Reproduce the full listing below verbatim, line for line, omitting the pictures.

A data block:
──────────────────────────────
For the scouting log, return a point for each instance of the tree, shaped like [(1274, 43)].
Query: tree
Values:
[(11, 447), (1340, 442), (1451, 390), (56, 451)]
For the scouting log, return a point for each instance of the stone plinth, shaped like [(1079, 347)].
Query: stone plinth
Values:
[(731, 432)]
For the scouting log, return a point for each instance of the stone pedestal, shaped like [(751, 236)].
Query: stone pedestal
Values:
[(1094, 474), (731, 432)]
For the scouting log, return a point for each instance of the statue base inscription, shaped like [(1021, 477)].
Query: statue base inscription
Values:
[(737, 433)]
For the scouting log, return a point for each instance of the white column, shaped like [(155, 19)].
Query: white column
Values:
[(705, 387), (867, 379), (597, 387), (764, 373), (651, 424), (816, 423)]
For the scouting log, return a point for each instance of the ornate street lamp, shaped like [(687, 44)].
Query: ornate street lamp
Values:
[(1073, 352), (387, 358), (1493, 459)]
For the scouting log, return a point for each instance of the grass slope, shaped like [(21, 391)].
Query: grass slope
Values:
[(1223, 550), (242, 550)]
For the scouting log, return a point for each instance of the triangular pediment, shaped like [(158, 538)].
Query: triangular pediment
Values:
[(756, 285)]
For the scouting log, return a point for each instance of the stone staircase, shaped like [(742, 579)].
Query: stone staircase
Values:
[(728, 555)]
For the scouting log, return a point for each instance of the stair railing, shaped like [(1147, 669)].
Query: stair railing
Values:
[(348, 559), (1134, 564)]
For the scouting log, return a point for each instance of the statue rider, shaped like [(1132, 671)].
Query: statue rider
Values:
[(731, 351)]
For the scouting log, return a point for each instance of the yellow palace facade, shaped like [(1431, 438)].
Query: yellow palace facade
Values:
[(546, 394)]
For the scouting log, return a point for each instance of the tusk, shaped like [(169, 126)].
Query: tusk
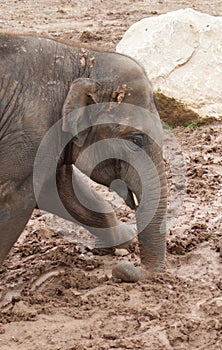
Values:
[(135, 199)]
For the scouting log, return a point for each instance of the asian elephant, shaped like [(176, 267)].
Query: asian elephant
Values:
[(93, 97)]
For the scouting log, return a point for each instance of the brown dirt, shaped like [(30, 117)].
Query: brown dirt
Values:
[(55, 293)]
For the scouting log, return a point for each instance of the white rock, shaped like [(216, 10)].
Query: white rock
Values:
[(181, 52)]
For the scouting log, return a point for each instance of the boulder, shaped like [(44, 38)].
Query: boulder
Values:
[(181, 52)]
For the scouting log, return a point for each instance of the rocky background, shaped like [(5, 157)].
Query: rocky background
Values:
[(55, 292)]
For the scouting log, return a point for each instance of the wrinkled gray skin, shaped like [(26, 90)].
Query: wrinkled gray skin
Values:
[(42, 81)]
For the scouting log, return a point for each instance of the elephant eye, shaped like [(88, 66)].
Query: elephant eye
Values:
[(137, 142)]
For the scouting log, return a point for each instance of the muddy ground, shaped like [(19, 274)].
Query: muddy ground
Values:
[(55, 293)]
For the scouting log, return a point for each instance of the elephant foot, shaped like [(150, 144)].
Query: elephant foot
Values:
[(126, 272)]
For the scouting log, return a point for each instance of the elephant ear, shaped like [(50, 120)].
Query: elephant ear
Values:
[(82, 92)]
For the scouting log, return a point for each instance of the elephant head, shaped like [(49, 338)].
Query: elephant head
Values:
[(117, 141)]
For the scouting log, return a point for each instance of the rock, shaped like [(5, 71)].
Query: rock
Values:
[(121, 252), (181, 52), (127, 272)]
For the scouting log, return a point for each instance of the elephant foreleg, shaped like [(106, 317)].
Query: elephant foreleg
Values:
[(16, 205)]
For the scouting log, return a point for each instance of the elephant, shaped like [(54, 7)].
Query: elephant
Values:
[(95, 99)]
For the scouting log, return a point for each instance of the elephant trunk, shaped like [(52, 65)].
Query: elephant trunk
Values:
[(151, 192)]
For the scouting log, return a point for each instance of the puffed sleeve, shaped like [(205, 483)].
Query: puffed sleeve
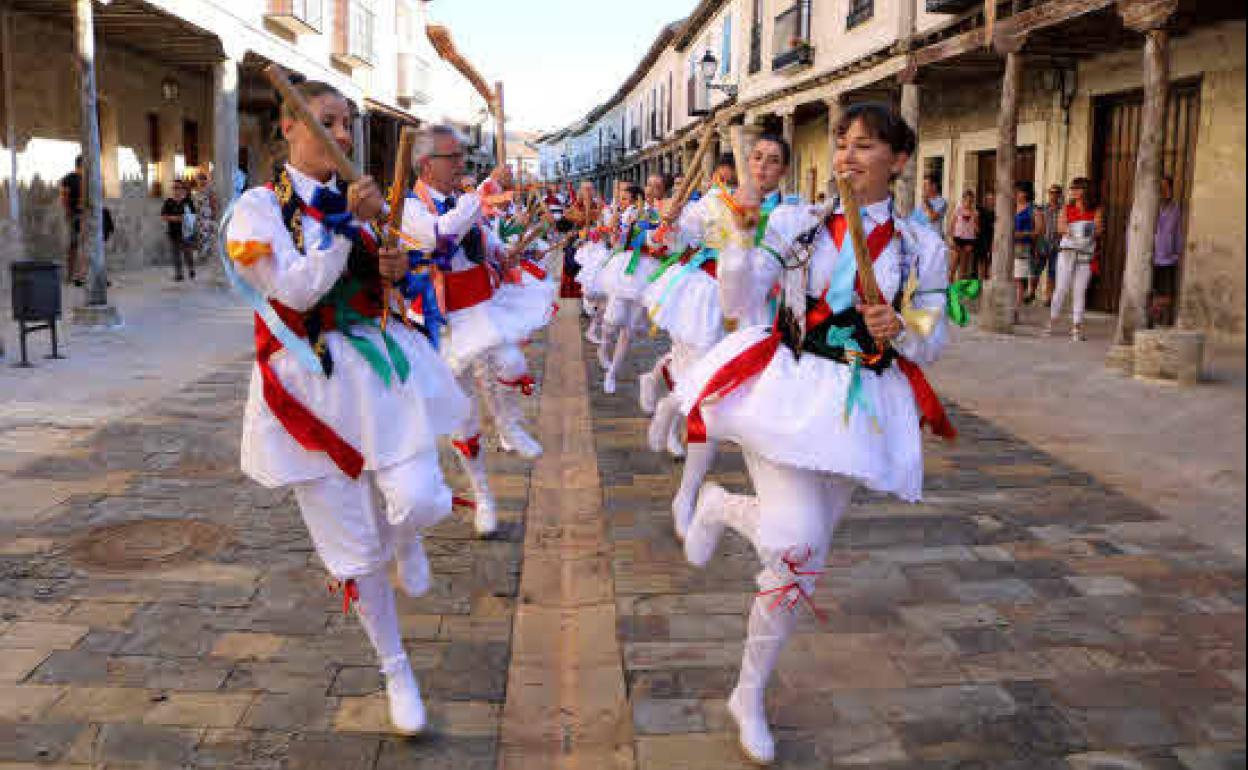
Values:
──────────────────────────────
* Expected answer
For the scouting log, return a point for each instance of the tree, shaped like [(1274, 43)].
Query: tree
Values:
[(11, 447), (1340, 442), (1451, 390), (56, 451)]
For the scouting log, return a point for each instance of the stone plinth, shaped like [(1079, 347)].
Query: stone plinth
Values:
[(731, 432)]
For the scouting log, return a point for each instance of the stone pedestal, shaped like [(751, 236)].
Query: stone pedestal
Values:
[(1094, 474), (731, 432)]
For the scouting log, return a point for each instance of the statue base inscription, shaped like [(1021, 477)].
Query: statue base inscription
Values:
[(737, 433)]
For the scouting log, return a point for each instance of the white column, shaped like [(155, 19)].
Query: white column
Values:
[(705, 387), (867, 379), (597, 387), (764, 373), (651, 424), (816, 423)]
For the scouting log, return a point for each instance of the ornate street lamp, shaped like [(687, 44)].
Query: ornate street lamp
Values:
[(1073, 352), (387, 358), (1493, 459)]
For the scouting log, return a point for each instance of the grass slope, shaped like [(21, 391)].
Query: grass slope
Values:
[(1223, 550), (242, 550)]
For the scouting log, return a point for each instance of the triangular pediment, shaped like [(158, 538)].
Query: triangular pediment
Values:
[(756, 285)]
For the scouting log, return a point for each instance of the stone staircase, shaped like [(742, 579)].
Query: stone staircase
Values:
[(728, 555)]
For the scouting log, return a point for each instance of the stair railing, shaped like [(1147, 669)].
Query: stair railing
Values:
[(348, 559), (1134, 564)]
For the scouting log, return a point for each instance of the statue rider, shaped like [(1132, 671)].
Query: statue rider
Values:
[(731, 351)]
For the scouting log, return a point for each instance of the yellow palace facade, shaped like [(1431, 438)].
Query: yellow palace facade
Values:
[(546, 394)]
For the scouting log, return a point for each instance of the tusk, shaped like [(169, 126)].
Query: tusk
Values:
[(135, 199)]
For the scouting log, return a point for each instance of the asian elephant, shaped like [(176, 267)].
Query: asian elephant
Values:
[(93, 97)]
For the scouting log, return a point for each instance of the brown dirt, shaped like [(30, 117)].
Query: brown dirt
Values:
[(55, 293)]
For the scouting log, return a point for each instance of the white rock, shaped like [(216, 10)].
Query: white rock
Values:
[(181, 52)]
For the scouting log, return a point for each instance of the boulder, shaped like [(44, 38)].
Query: boulder
Values:
[(181, 52)]
For the scouting log, return a point for each instance of the rocky background, shaped like [(5, 157)].
Query: rocky background
Values:
[(55, 292)]
For the scouting log, return a point for each instance of the wrinkled gray skin, shaped like [(26, 90)].
Query: wrinkled gray skin
Values:
[(42, 81)]
For the scouting log, return a point for each instance of the elephant eye, shaped like [(88, 66)].
Query: elephant eye
Values:
[(137, 142)]
For the scouting log, return a point for each instance of the muddy ground, shaped like [(19, 274)].
Query: muddy ground
Values:
[(55, 293)]
For the scouting log, return a point for each instance of the elephant foot, shaped like [(150, 144)].
Query: elephant foot
Values:
[(126, 272)]
For the scouting log, return a point for each instance of the elephant ear, shaped like [(50, 120)].
Query: elephant ear
Values:
[(82, 92)]
For the scouting log, return a point for each instance of the elephant head, shaped like [(49, 338)].
Query: elephant head
Values:
[(117, 141)]
For the scouting log, return a point for each instance of the rock, shaped like [(5, 71)].
Query: rock
Values:
[(121, 252), (181, 52), (127, 272)]
For the scouting log, return a point for each instance of the elephant foreleg, shaped like [(106, 317)].
Query: elephant foreleg
Values:
[(16, 205)]
For the scouting log, return a point for each instance of the elephant, shaped like [(54, 7)].
Query: elephant
Values:
[(95, 99)]
For the scouting log, return a point for each instance of the elephant trunk, shaped like [(52, 65)].
Query: elephant trunk
Values:
[(151, 192)]
For the scouting log, return a point for each instance of the puffed sleeve, shaped like [(205, 483)].
Query: puffed sleeve
Values:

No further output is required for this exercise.